TASK STATEMENT = What you return must be every line below that includes the word "instance".

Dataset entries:
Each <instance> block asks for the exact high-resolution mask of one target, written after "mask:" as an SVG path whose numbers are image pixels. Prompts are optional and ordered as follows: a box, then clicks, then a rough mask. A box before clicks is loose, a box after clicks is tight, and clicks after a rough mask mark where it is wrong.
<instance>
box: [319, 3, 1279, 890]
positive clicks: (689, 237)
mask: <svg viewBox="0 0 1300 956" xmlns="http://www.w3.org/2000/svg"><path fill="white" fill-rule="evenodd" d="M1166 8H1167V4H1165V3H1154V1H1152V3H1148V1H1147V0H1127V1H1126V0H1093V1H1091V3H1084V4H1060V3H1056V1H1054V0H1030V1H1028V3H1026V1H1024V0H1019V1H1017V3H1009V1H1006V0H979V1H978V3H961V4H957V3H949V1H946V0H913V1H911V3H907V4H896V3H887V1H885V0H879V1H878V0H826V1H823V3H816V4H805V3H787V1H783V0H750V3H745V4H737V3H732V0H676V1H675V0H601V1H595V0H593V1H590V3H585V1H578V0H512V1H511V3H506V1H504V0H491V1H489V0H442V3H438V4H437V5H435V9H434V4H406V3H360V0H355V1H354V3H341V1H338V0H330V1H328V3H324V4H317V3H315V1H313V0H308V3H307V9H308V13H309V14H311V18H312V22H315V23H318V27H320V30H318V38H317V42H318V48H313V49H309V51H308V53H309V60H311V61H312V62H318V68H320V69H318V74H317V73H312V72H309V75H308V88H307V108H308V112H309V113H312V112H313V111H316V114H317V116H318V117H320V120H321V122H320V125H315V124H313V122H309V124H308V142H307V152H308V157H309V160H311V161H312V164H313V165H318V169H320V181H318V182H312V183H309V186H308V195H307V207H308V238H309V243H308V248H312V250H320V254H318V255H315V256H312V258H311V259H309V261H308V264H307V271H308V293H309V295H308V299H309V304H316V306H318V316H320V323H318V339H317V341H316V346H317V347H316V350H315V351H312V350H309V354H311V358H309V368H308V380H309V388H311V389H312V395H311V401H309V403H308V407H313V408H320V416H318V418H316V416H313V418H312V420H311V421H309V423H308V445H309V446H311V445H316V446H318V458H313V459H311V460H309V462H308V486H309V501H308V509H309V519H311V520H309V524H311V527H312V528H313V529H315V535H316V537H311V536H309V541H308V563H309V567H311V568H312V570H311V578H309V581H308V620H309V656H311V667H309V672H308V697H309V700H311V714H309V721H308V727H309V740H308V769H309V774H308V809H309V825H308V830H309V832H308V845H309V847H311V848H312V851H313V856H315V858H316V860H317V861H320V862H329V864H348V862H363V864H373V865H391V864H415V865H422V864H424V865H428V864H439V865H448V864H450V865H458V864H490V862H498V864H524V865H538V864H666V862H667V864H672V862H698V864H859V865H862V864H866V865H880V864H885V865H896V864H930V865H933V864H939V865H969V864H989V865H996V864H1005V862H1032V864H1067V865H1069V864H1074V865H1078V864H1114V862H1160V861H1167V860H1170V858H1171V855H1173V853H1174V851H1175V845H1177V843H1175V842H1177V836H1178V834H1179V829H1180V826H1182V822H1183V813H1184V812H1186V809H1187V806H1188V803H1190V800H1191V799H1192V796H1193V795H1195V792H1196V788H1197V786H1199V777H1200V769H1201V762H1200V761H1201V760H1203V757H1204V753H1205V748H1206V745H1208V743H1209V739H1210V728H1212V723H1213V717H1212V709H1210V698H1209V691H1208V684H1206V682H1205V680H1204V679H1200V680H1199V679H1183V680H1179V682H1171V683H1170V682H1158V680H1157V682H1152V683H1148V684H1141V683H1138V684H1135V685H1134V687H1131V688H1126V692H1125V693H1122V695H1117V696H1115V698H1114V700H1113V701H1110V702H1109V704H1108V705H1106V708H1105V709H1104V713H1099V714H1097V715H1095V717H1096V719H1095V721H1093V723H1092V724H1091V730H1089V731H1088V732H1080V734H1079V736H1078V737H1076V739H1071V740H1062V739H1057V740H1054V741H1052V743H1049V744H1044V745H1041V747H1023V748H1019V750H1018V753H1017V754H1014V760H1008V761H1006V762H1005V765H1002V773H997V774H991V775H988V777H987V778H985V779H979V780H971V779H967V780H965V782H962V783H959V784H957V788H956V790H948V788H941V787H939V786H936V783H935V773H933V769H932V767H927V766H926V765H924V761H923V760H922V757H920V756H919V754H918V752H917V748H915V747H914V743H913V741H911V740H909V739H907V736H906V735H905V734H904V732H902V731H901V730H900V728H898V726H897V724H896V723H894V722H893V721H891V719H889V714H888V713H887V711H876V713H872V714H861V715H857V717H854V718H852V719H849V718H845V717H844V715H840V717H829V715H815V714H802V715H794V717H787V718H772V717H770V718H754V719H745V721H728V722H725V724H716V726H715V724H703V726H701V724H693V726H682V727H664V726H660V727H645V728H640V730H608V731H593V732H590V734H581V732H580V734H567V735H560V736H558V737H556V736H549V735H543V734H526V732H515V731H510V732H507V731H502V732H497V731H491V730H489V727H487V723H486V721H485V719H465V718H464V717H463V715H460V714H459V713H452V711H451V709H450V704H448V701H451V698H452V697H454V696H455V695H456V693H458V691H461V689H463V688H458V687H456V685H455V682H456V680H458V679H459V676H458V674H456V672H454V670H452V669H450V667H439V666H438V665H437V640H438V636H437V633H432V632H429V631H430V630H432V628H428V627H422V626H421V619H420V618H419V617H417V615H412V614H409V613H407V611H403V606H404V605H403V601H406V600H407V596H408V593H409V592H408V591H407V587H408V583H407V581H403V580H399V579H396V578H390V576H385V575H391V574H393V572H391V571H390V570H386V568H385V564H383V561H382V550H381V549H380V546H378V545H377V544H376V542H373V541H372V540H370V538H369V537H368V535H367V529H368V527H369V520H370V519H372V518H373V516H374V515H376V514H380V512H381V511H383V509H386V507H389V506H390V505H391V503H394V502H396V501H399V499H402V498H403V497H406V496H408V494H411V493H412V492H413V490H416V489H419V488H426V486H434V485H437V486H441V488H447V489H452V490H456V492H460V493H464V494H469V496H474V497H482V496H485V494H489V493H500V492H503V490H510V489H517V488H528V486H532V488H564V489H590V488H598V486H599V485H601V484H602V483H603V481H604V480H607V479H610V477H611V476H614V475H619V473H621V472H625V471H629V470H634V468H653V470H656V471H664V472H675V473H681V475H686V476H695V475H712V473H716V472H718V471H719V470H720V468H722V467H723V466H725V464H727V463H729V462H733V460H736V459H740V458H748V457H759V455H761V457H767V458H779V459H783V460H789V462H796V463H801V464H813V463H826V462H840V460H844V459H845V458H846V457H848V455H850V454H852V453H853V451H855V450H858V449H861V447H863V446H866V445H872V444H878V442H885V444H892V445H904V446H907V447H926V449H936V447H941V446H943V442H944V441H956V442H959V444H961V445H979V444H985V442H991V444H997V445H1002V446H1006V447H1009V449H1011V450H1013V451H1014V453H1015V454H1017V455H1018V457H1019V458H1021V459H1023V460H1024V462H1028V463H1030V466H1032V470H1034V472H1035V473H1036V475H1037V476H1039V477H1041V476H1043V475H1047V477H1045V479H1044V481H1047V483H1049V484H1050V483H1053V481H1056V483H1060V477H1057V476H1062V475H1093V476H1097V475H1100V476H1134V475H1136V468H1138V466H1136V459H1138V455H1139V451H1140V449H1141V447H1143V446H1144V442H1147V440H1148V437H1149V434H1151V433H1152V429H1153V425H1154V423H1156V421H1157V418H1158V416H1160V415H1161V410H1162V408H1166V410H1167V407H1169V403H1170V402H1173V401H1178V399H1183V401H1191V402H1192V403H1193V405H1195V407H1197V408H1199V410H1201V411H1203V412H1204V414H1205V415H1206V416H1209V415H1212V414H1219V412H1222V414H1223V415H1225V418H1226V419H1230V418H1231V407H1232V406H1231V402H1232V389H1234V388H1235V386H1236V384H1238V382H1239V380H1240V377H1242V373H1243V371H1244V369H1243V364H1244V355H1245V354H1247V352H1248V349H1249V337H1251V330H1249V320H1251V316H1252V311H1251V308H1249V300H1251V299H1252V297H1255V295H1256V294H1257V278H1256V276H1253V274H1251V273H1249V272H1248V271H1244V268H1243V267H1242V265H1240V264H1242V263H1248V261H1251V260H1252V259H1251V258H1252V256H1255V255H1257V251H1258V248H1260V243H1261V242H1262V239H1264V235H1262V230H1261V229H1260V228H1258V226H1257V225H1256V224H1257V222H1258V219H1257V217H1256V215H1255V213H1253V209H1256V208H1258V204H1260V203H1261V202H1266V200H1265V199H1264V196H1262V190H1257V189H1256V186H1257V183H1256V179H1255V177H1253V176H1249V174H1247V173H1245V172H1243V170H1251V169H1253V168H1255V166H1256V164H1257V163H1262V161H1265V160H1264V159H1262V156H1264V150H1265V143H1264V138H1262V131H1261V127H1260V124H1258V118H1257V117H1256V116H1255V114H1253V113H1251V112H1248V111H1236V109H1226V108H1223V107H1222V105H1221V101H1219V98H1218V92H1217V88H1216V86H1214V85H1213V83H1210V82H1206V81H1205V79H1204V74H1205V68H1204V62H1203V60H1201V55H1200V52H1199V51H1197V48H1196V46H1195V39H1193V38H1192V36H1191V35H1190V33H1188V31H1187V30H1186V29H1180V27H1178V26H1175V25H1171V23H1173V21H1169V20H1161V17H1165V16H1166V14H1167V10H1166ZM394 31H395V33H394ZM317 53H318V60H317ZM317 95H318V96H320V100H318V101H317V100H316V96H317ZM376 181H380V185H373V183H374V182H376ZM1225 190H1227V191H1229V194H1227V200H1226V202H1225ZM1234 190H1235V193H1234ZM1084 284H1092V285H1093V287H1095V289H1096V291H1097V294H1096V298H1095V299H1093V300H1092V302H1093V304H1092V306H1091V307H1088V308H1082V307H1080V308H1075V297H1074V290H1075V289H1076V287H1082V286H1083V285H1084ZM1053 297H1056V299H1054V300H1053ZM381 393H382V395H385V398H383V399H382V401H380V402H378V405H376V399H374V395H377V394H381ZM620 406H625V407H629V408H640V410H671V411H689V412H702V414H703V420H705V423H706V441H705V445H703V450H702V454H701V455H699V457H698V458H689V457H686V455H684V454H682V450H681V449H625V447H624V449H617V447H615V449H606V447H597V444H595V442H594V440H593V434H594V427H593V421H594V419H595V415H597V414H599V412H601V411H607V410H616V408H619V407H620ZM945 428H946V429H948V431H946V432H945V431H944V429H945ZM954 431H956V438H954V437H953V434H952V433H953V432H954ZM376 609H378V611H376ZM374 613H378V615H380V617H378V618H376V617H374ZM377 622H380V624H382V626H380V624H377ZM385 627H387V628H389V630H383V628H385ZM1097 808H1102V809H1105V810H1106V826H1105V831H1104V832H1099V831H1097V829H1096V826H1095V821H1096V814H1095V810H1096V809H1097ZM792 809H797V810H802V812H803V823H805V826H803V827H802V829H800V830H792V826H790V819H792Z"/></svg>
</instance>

TASK ANSWER =
Each <instance> block asks for the exact high-resolution mask of one target, written after "mask:" as an SVG path whose numbers are image pixels. Prompts are optional and ordered as follows: a box, then clicks, then a rough mask. A box before clicks is loose, a box after clicks is tight, and clicks after a rough mask mark where it is wrong.
<instance>
</instance>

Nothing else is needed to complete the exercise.